The Lost Crowes is a compilation album by American rock band The Black Crowes. The two-disc compilation comprises material composed and recorded during the Tall and Band sessions in 1993 and 1997, respectively. Many of the songs on Tall were early versions of songs that later appeared the 1994 album Amorica, with one appearing on the 1996 album Three Snakes And One Charm.

The album Band was recorded in 1997 but never released. In its place the band recorded and released By Your Side in 1998.

Originally, the Lost Crowes was slated to be released in late August 2006, but was pushed back to September 26 due to a manufacturing error in which the disc art for the two albums was reversed.

::::::::::

* [REQUIRED WORK]
a. List each distinct year mentioned in the passage about The Lost Crowes.
b. According to the passage about The Lost Crowes, what caused the album's release to be delayed?
c. Render this sentence from the passage about The Lost Crowes in Spanish: "The album Band was recorded in 1997 but never released."

::::::::::

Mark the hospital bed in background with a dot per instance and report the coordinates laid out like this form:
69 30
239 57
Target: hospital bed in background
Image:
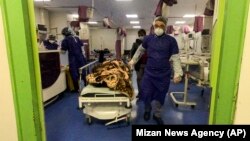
104 104
196 67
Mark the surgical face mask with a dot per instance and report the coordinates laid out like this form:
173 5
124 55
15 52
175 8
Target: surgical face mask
159 31
51 41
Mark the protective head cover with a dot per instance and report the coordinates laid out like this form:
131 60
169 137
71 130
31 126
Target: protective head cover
66 31
159 25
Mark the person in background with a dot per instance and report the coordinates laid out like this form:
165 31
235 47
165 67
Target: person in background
73 45
160 48
50 43
139 66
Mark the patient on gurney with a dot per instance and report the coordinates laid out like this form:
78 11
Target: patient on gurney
112 74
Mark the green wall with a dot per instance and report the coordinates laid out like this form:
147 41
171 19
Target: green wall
24 65
227 45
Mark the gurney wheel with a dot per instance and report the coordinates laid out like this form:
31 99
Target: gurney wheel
89 120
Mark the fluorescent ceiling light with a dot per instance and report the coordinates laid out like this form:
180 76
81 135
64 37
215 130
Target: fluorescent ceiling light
180 22
132 16
42 0
92 22
137 26
123 0
188 16
134 22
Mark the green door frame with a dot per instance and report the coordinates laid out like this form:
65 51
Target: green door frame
227 43
25 73
19 24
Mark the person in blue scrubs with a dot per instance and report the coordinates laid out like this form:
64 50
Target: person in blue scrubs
51 43
160 48
73 45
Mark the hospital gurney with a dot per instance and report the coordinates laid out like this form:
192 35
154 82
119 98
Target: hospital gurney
104 104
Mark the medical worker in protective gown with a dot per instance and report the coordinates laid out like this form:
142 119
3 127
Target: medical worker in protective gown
73 45
160 47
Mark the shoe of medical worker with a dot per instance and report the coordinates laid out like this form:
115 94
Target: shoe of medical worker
158 120
146 116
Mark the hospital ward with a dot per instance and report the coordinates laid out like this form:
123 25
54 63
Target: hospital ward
91 70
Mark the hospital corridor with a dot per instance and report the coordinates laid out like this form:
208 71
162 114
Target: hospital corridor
122 70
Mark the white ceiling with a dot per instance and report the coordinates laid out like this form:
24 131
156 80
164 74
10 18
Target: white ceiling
117 10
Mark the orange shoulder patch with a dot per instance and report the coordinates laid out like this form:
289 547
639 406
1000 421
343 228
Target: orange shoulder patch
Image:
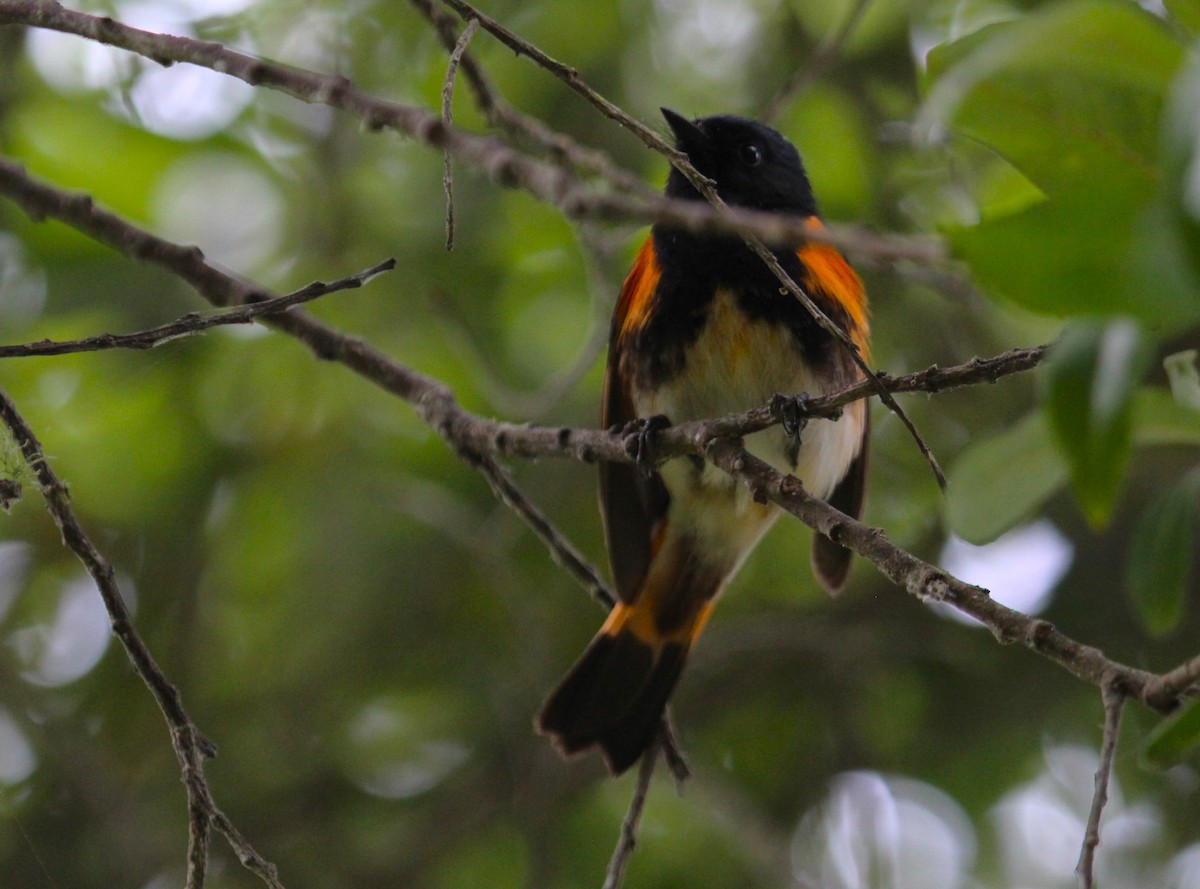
828 275
637 293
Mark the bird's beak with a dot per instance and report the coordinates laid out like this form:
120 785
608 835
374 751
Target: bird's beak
689 137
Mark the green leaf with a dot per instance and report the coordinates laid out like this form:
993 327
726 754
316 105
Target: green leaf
1186 13
1071 95
1185 378
1161 556
1090 379
1174 738
997 484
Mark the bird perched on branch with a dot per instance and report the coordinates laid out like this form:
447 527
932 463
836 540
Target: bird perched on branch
703 329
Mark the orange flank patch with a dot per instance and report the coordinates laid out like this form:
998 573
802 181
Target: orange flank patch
827 274
639 618
637 292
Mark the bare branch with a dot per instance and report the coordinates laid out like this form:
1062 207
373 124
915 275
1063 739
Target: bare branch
462 430
460 47
569 76
193 323
1169 686
501 114
825 55
628 839
507 166
1114 703
191 748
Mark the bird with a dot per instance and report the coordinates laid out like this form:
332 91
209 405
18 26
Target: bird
702 329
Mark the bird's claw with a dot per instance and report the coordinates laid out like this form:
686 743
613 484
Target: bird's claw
641 446
791 410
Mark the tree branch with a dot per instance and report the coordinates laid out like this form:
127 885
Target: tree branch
503 163
504 116
628 839
190 745
456 54
705 187
436 404
821 59
1114 703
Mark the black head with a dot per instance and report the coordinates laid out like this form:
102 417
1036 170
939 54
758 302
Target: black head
753 164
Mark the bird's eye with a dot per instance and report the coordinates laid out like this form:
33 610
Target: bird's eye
750 154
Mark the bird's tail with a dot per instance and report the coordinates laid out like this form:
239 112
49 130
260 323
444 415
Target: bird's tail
615 695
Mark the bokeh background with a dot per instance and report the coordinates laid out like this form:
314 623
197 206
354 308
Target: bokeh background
365 632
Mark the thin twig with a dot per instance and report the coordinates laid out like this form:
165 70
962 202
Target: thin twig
448 119
191 748
436 404
507 166
503 115
1171 685
706 187
568 74
193 323
825 54
1114 703
628 839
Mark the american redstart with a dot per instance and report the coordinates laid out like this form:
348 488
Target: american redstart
703 329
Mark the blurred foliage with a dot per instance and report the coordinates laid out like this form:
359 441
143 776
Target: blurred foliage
366 634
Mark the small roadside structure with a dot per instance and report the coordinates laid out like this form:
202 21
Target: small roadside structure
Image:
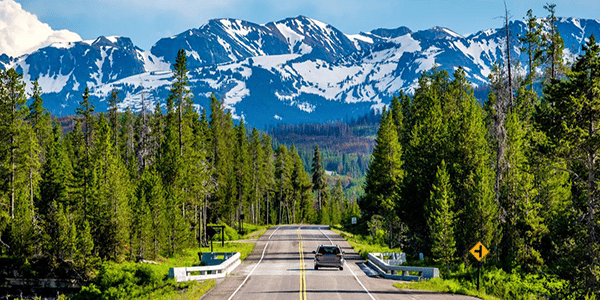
388 265
215 265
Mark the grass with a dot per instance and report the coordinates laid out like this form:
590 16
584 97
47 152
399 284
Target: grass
365 245
443 286
129 280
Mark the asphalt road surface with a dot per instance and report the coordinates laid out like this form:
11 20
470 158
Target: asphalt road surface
281 267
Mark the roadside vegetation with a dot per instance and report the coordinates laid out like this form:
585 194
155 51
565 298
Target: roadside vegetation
129 280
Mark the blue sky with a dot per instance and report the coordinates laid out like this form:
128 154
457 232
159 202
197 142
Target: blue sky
146 21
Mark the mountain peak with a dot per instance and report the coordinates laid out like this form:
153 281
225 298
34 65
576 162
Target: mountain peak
391 33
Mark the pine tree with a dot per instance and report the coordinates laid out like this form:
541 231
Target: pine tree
283 188
318 177
532 43
113 117
85 112
385 175
553 44
241 168
570 121
180 91
302 196
441 218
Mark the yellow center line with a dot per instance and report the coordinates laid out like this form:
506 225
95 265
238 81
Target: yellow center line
302 269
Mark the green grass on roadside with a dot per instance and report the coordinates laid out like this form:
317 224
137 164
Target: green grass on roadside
443 286
129 280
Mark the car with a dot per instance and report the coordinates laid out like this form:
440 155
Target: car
329 256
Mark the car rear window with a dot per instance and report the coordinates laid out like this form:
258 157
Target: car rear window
329 250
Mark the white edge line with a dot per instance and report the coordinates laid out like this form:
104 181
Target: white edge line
348 267
261 257
274 231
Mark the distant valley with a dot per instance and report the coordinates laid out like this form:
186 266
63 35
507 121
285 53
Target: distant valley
293 71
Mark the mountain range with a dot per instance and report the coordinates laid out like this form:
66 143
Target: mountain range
297 70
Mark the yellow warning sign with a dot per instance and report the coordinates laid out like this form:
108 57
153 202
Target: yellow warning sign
479 251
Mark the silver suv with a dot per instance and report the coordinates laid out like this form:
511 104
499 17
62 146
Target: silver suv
329 256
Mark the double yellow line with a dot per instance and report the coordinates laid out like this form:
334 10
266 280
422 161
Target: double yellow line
302 269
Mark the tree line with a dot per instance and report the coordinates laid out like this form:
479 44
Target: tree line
125 186
519 173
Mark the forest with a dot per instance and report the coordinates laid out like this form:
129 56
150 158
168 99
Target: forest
517 173
124 186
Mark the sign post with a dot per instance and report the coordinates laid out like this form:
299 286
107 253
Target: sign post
479 252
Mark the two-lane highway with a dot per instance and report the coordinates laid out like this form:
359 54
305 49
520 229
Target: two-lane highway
281 267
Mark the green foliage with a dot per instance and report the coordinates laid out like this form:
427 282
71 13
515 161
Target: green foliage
496 284
441 222
366 244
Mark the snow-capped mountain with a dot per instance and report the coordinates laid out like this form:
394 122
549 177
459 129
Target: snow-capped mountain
292 71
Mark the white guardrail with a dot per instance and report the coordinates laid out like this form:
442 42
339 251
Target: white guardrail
230 262
376 261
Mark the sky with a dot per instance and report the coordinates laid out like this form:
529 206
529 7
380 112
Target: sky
146 21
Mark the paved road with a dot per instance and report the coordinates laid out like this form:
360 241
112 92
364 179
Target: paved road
281 267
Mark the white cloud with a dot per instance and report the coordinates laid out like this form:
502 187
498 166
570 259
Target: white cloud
21 32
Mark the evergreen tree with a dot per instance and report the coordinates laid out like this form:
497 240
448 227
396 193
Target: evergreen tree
385 175
441 218
180 91
532 43
318 177
302 198
570 121
553 44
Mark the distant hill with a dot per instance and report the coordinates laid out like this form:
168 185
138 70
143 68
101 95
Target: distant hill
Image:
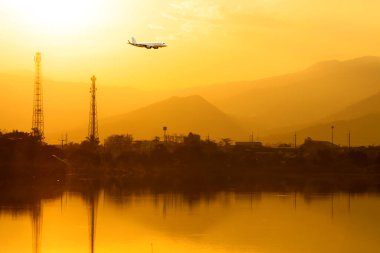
364 131
307 96
180 115
66 104
370 105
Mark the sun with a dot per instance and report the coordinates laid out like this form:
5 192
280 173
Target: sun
56 17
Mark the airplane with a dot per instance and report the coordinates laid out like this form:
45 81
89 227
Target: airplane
147 45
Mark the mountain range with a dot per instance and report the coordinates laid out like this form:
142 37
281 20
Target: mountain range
340 93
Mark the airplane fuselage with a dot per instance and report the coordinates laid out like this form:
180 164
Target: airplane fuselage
147 45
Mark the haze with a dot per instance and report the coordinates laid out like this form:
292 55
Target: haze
210 41
267 67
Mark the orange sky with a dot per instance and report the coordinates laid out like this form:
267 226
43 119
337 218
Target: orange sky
209 41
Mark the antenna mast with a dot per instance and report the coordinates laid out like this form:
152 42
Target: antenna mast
38 113
93 122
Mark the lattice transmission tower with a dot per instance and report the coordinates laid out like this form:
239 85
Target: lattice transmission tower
38 112
93 122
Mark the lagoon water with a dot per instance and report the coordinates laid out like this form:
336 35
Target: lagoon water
218 222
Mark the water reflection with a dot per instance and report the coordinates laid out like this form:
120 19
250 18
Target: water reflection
104 221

::::::::::

* [ANSWERS TO THE EXERCISE]
a. 1993, 1994, 1996, 1997, 1998, 2006

b. A manufacturing error reversed the disc art for the two albums.

c. El álbum Band se grabó en 1997, pero nunca se publicó.